§ PROVIDED PASSAGE

****************************************

At the initial instant, the fluid pressures in the pore space and fractures are identical \({{\left. {{{P}_{m}}} \right|}_{\Omega }} = {{\left. {{{P}_{f}}} \right|}_{\Omega }} = {{P}_{i}}\), while the displacement field ui and the fracture aperture \({{\delta }_{i}}\) are determined from the solution of the formulated problem for the unperturbed pressure fields at \({{P}_{{{\text{in}}}}} = {{P}_{{{\text{out}}}}} = {{P}_{i}}\). All values of the pressures and stresses are reckoned from the initial pressure \({{P}_{i}}\).

2.2 Fracture Network

In the area under consideration, there is a fracture system, consisting of fractures with random location and orientations. The fracture distribution in lengths follows the power law [18]

$$n(l) = A{{l}^{{ - a}}},$$
(2.1)

where \(l \in \left[ {{{l}_{{{\text{min}}}}},\;{{l}_{{{\text{max}}}}}} \right]\) is the fracture length, \(n(l)dl\) is the number of fractures with the size l falling in the interval \(\left[ {l,l + dl} \right]\), a is the exponent, and A is a normalization constant.

****************************************

§ REQUIRED WORK
- 1) Answer these from the passage on fracture networks:
(a) From what value are all pressures and stresses reckoned?
(b) What law does the distribution of fracture lengths follow?
(c) What is A in the length-distribution formula?
- 2) Print the part of the passage on fracture networks that opens with the words containing "where \(l \in" and closes with "a normalization constant.".

****************************************

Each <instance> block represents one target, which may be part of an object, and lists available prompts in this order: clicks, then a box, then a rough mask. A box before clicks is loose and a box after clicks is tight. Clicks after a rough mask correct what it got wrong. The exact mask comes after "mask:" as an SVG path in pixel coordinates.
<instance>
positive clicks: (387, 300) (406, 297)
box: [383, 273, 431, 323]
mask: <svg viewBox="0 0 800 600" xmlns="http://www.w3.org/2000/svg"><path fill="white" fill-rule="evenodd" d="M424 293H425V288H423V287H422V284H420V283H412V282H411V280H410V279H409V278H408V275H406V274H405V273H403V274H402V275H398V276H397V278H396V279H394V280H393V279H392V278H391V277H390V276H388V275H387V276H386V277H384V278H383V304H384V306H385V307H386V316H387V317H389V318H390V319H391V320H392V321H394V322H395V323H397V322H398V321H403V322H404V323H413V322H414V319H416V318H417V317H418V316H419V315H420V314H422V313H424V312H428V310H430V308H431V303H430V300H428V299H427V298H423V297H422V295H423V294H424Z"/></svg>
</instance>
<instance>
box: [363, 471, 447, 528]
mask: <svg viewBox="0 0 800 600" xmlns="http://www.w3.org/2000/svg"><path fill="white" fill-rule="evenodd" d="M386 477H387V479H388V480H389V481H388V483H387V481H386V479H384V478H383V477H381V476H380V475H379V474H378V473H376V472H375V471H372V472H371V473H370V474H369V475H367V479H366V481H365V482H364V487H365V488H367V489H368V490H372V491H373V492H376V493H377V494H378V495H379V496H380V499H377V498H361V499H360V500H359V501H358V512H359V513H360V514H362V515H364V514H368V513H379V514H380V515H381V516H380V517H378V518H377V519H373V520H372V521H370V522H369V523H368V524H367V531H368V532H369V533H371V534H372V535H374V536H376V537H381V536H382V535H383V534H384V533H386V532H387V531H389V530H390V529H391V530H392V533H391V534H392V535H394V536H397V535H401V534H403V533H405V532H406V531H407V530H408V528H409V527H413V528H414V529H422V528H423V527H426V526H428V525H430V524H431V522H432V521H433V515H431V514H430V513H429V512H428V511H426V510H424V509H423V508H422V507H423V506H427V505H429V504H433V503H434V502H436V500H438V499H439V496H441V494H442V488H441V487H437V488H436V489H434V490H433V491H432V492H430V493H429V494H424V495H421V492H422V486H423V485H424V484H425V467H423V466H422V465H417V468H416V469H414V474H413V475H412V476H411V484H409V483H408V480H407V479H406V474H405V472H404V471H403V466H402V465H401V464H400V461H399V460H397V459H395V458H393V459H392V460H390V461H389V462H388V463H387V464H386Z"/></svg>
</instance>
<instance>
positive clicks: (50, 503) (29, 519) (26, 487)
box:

****************************************

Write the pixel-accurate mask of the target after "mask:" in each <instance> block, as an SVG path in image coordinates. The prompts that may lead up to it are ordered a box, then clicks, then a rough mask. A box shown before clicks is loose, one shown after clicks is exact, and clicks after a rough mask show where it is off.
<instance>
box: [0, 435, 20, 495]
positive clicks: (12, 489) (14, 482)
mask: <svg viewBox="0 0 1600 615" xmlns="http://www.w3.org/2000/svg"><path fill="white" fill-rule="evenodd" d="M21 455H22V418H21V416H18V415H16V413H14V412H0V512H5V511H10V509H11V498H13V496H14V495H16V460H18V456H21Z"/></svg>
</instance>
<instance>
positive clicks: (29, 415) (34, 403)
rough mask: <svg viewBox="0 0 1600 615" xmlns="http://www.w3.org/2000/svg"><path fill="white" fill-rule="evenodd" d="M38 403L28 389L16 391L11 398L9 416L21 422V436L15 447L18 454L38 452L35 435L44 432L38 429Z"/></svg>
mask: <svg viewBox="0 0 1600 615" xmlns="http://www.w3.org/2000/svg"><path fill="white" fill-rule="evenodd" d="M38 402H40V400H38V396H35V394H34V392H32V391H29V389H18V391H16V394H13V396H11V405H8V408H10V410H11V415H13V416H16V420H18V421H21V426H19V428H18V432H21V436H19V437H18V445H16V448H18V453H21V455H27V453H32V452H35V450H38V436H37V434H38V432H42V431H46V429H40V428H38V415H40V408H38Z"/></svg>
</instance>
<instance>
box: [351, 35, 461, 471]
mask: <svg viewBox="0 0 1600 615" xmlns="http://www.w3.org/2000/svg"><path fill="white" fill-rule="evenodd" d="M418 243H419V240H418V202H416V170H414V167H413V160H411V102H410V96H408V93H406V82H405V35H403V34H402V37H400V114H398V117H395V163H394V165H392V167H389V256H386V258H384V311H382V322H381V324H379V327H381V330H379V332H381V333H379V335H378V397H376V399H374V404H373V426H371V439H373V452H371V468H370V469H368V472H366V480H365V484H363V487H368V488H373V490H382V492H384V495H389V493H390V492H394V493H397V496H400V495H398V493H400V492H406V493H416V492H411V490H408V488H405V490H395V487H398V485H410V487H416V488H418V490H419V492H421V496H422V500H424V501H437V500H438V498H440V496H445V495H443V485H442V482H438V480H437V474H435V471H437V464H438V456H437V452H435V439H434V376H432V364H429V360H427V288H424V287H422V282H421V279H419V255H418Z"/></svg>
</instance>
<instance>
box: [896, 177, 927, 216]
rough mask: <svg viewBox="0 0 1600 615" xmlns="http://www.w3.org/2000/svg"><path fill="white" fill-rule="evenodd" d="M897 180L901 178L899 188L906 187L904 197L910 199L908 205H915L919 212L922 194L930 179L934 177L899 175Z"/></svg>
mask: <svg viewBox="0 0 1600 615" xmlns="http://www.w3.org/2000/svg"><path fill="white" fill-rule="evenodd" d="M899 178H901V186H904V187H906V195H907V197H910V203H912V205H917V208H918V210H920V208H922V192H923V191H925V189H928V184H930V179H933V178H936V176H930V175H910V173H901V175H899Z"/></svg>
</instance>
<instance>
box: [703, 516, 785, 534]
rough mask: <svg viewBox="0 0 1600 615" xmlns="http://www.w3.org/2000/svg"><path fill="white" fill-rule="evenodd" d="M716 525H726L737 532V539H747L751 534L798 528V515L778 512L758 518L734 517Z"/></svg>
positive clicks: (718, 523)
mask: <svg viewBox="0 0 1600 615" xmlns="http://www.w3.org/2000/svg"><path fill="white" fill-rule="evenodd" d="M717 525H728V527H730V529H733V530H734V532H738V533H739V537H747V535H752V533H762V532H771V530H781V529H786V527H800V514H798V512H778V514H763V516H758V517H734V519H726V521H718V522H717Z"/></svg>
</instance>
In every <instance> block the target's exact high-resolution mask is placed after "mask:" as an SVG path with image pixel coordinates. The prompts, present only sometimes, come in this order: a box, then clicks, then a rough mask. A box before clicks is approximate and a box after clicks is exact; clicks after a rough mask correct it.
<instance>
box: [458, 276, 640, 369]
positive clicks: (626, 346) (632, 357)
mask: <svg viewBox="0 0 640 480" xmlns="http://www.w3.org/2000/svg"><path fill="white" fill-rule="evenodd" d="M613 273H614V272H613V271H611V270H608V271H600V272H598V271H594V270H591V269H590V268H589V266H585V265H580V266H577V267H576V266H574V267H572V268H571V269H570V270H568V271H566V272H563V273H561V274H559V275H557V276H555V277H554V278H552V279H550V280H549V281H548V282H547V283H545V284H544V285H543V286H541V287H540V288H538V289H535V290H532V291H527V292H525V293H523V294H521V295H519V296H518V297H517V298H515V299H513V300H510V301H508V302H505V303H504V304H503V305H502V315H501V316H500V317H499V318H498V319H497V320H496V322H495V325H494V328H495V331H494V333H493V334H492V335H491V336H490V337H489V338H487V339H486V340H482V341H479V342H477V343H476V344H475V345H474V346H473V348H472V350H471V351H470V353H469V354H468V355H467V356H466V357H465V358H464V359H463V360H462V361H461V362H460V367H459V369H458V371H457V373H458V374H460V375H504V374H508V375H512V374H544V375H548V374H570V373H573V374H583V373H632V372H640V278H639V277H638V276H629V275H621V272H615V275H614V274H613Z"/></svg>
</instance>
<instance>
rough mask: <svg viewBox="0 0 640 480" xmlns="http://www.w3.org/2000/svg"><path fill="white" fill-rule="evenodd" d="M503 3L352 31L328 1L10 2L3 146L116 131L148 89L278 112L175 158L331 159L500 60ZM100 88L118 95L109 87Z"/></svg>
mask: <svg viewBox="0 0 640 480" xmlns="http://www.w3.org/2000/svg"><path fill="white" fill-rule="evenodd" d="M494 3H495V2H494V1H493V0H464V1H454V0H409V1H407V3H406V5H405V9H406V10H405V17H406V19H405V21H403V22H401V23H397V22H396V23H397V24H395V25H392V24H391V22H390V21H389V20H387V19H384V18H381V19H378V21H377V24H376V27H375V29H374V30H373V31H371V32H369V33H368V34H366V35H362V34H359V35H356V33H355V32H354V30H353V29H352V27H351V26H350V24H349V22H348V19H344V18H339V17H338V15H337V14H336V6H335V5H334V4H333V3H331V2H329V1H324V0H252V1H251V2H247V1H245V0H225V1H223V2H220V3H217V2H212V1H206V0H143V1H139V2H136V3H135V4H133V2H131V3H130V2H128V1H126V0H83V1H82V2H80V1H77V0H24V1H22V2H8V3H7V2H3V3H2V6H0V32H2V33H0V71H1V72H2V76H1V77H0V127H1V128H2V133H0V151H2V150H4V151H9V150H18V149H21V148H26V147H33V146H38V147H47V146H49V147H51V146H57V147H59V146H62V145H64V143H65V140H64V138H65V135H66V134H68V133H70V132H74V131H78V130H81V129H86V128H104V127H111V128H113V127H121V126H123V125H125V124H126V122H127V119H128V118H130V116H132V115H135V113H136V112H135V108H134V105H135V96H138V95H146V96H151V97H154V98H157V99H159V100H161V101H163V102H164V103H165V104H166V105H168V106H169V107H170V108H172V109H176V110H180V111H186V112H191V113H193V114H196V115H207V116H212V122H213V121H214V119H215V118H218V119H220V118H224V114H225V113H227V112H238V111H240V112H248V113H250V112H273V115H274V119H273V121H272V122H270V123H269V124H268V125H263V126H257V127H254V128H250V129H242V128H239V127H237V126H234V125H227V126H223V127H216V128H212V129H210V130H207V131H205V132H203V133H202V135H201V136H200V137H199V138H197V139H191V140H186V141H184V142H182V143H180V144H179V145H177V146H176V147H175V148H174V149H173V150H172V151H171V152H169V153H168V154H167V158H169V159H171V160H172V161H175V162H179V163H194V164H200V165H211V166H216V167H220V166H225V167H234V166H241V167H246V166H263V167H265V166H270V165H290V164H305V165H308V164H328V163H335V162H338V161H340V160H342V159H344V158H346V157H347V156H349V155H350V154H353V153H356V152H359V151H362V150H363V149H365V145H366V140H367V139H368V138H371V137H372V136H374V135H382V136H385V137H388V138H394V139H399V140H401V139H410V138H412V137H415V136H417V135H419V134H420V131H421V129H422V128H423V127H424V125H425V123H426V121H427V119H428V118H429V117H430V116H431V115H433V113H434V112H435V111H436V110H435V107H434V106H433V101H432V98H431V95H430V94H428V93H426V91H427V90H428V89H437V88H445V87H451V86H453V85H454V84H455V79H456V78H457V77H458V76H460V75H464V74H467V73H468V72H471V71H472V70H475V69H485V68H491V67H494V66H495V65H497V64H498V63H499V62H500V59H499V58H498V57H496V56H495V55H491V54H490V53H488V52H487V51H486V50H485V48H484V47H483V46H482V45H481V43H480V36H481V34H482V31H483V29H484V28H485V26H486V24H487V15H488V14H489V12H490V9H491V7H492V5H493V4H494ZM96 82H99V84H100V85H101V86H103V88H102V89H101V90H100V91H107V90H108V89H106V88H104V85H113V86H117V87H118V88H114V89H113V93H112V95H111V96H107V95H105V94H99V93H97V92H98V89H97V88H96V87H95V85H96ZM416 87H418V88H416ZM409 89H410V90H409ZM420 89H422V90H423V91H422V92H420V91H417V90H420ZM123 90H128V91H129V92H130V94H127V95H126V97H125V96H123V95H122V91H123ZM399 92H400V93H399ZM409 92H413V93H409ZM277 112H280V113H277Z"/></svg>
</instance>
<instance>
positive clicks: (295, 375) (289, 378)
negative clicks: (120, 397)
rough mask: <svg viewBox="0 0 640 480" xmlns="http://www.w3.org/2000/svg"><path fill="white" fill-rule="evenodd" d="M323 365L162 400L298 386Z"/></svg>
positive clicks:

****************************************

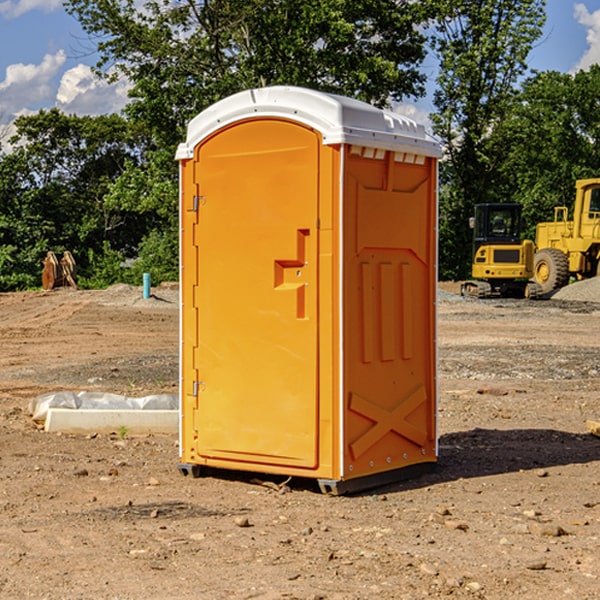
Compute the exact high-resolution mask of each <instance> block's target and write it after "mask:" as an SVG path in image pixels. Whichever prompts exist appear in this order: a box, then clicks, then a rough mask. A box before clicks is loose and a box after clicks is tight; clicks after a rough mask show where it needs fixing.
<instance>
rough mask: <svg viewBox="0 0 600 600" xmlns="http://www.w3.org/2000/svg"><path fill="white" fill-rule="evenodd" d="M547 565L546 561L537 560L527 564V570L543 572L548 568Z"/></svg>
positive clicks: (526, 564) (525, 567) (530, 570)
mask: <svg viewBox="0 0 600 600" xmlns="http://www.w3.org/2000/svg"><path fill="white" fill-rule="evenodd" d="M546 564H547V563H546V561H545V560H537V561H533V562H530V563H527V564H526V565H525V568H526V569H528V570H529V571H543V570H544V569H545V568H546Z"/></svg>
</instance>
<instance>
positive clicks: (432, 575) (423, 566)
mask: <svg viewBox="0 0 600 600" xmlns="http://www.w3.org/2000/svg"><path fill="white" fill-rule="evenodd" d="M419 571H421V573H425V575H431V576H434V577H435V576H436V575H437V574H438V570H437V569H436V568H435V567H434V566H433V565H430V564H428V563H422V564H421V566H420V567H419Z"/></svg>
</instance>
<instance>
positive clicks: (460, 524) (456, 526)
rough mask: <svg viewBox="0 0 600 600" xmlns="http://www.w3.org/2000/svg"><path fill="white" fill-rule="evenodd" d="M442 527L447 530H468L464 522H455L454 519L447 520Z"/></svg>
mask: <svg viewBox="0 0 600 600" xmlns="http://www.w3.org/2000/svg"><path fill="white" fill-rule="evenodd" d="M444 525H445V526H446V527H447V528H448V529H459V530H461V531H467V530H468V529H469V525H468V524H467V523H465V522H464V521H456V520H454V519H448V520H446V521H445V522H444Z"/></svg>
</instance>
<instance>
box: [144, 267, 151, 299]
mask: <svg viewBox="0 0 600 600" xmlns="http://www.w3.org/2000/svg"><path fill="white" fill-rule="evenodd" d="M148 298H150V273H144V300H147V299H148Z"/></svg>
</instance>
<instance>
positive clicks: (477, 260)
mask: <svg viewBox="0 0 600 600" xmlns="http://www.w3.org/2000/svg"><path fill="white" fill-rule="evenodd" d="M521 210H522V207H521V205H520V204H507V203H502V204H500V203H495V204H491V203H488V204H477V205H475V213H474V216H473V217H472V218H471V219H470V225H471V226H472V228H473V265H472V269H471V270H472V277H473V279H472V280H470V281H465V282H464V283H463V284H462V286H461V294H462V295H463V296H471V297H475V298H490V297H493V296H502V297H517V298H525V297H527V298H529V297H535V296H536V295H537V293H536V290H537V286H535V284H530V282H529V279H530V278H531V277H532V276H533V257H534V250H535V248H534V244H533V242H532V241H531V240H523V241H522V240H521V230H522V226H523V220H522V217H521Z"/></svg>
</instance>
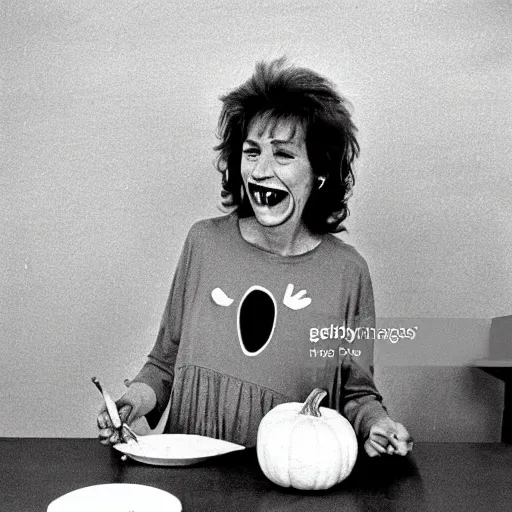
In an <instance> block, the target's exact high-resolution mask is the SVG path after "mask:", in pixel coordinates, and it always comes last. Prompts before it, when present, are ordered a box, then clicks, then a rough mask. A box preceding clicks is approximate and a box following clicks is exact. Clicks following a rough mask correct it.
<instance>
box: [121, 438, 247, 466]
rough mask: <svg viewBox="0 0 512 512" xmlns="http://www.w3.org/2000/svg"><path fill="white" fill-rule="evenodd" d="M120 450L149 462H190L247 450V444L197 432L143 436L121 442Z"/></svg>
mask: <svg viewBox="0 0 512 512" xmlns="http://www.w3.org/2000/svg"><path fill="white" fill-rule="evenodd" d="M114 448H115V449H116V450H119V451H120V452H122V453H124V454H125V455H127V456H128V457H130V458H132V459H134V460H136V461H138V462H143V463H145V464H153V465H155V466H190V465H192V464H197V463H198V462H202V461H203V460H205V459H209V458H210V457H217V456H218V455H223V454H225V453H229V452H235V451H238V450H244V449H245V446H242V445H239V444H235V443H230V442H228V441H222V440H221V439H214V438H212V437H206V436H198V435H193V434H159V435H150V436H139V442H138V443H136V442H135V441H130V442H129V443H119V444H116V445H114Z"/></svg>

****************************************

§ SET OF ANSWERS
- 1)
(a) The initial pressure.
(b) The power law.
(c) A normalization constant.

- 2)
where \(l \in \left[ {{{l}_{{{\text{min}}}}},\;{{l}_{{{\text{max}}}}}} \right]\) is the fracture length, \(n(l)dl\) is the number of fractures with the size l falling in the interval \(\left[ {l,l + dl} \right]\), a is the exponent, and A is a normalization constant.